Task details ▸
Copy out the rows below, putting "Goal" wherever "Objective" appears and keeping every other character the same.

Records supplied ▸

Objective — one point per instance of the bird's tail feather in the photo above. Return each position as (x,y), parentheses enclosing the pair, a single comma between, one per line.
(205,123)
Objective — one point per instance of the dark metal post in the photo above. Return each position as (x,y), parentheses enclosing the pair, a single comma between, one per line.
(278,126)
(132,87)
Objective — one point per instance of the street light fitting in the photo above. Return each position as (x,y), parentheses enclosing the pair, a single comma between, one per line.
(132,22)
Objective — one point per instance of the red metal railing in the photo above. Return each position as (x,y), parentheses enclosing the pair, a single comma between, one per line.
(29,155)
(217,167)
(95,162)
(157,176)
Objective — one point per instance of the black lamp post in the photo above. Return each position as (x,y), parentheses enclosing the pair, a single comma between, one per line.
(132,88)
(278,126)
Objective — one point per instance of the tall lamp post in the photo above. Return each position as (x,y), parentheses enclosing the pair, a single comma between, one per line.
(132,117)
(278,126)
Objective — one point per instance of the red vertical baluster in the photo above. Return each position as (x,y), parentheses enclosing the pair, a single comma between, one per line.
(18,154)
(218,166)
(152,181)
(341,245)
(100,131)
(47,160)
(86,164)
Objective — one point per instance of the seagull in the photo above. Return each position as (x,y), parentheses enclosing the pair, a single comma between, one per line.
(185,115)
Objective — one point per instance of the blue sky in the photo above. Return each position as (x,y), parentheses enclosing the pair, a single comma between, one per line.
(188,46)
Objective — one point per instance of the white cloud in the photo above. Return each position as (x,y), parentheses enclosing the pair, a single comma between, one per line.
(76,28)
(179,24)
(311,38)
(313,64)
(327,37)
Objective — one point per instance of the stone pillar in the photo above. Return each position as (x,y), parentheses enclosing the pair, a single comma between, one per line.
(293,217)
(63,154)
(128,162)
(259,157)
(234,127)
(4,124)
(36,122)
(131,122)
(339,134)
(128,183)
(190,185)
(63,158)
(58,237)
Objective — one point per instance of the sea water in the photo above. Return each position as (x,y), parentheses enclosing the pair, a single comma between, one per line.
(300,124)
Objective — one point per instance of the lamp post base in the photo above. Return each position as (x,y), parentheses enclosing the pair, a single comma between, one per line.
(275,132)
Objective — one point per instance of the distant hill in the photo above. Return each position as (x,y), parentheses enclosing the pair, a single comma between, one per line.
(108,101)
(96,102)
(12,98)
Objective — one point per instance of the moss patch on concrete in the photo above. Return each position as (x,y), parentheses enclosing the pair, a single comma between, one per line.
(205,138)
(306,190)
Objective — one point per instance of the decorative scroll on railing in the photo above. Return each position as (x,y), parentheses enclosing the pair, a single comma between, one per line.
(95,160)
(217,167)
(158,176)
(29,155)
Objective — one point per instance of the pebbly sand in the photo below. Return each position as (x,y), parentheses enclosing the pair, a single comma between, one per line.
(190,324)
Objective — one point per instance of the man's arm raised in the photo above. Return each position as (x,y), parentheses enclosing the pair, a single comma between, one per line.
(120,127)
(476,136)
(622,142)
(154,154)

The response ▸
Goal — one point per instance of the bird's tail feather in the photo above. Return each position as (x,y), parentheses enclosing the pair, a single comma between, one per line.
(205,123)
Goal — one point per instance of the dark metal post in the photo above. Return each position as (x,y), parentheses enclosing the pair, a single comma between, one per line.
(278,126)
(132,87)
Goal — one point per instance of the street light fitting in the photo above. Return each position as (x,y), parentheses enclosing the pair, a single comma between, one per line.
(132,22)
Goal — one point per instance of the red metal railing in the photo above. Return each position as (x,y), parentheses enclosing the pair, a single comma between, one per line.
(29,155)
(217,167)
(95,162)
(157,176)
Goal — one point per instance of the black lamp post in the photo above. Return each position as (x,y), parentheses enclosing the pair, a single comma between, one per line.
(132,88)
(278,126)
Goal — one point per instance of the tall lamp post in the photo above. Return each position as (x,y), parentheses enclosing the pair, a single comma between, one per line.
(132,117)
(278,126)
Goal — one point per instance of the red vertical baluster in the photo above. Return each position as (x,y), parentheses enclosing the pair, a single comma between, one per line.
(18,154)
(218,166)
(152,181)
(341,245)
(100,131)
(47,160)
(86,164)
Goal — one point per instance of the seagull in the photo above. Return each position as (x,y), parentheses enclosing the pair, a single comma between, one per line.
(185,115)
Goal — one point per instance of the blue sky in the photo above. Return each position as (x,y), parentheses enclosing the pair, a single comma between, one per line.
(188,46)
Goal — one point per instance of the white cloud in the photo above. Return each position as (x,y), parentheses enclosing the pair, a single comma between, one per line.
(76,28)
(179,24)
(311,38)
(313,64)
(327,37)
Goal — one point per instance of the stone pillar in the photo above. Return each position as (x,y), parentheses enclosing the pair, a single comma between, one per line.
(293,217)
(63,154)
(128,162)
(259,157)
(234,127)
(4,124)
(36,122)
(131,122)
(339,134)
(128,183)
(190,185)
(63,158)
(58,237)
Goal — one point per instance of the sea water in the photo above. Return each position as (x,y), parentheses enclosing the pair, a single comma between, one per line.
(300,124)
Goal — one point per instance of the lamp post base in the photo above. Return each position as (x,y), parentheses enclosing the pair, a single comma between, one per line.
(275,132)
Goal — one point per instance of the distant hill in the photo above. Return each position as (x,y), parentheses enclosing the pair, a single comma between, one per line.
(108,101)
(96,102)
(12,98)
Goal — one point per instance of the moss patch on concrete in the photo above. Return each position as (x,y), parentheses enclosing the pair, a single comma between, one per line.
(205,138)
(306,190)
Goal — one point per instance of the decorative scroll on railing in the photo above. Return each position as (x,y), parentheses enclosing the pair, a single comma between, one per line.
(95,160)
(217,167)
(158,176)
(29,155)
Goal — one point per instance of the pebbly sand in the photo below. Return each position as (x,y), parentheses enclosing the pair, a single comma between, one per line.
(190,324)
Goal — one point per instance of the man's arm raised in the photo above. Return each position as (x,y), parentheses enclosing the pair, a single comma between, one per line.
(120,127)
(476,136)
(622,142)
(154,154)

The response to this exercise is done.